Converta em uma lista JSON de strings o trecho que vai da linha que contém "Please tag the man" até o fim das linhas, incluindo as duas extremidades. Cada linha deve virar uma string, e as linhas em branco devem ficar de fora.

(Linhas de marcação de localização)
::::
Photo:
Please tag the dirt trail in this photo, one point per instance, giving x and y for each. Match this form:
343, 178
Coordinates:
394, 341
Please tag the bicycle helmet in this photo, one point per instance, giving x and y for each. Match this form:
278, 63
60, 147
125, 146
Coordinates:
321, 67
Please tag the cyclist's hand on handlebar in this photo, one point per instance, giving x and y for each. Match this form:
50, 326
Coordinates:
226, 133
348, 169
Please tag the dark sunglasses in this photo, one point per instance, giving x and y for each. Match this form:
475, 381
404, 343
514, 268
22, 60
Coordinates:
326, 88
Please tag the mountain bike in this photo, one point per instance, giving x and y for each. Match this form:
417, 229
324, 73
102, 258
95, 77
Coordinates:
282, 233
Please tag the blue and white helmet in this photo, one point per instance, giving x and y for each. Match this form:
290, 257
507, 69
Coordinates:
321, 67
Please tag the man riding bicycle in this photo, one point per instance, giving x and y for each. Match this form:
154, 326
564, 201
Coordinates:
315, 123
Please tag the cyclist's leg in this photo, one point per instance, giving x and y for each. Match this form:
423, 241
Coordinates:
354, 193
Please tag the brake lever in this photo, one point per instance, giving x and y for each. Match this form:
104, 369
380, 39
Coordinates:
::::
Resposta correta:
[
  "Please tag the man riding bicycle in this photo, one point per instance, giving x and y for each. Match this form:",
  "154, 326",
  "564, 201",
  "Coordinates:",
  "315, 123",
  "Please tag the cyclist's leg in this photo, one point per instance, giving x and y for each. Match this form:",
  "423, 241",
  "Coordinates:",
  "354, 193",
  "Please tag the brake lever in this photo, one point per instance, giving x and y for each. Match this form:",
  "104, 369",
  "380, 39",
  "Coordinates:"
]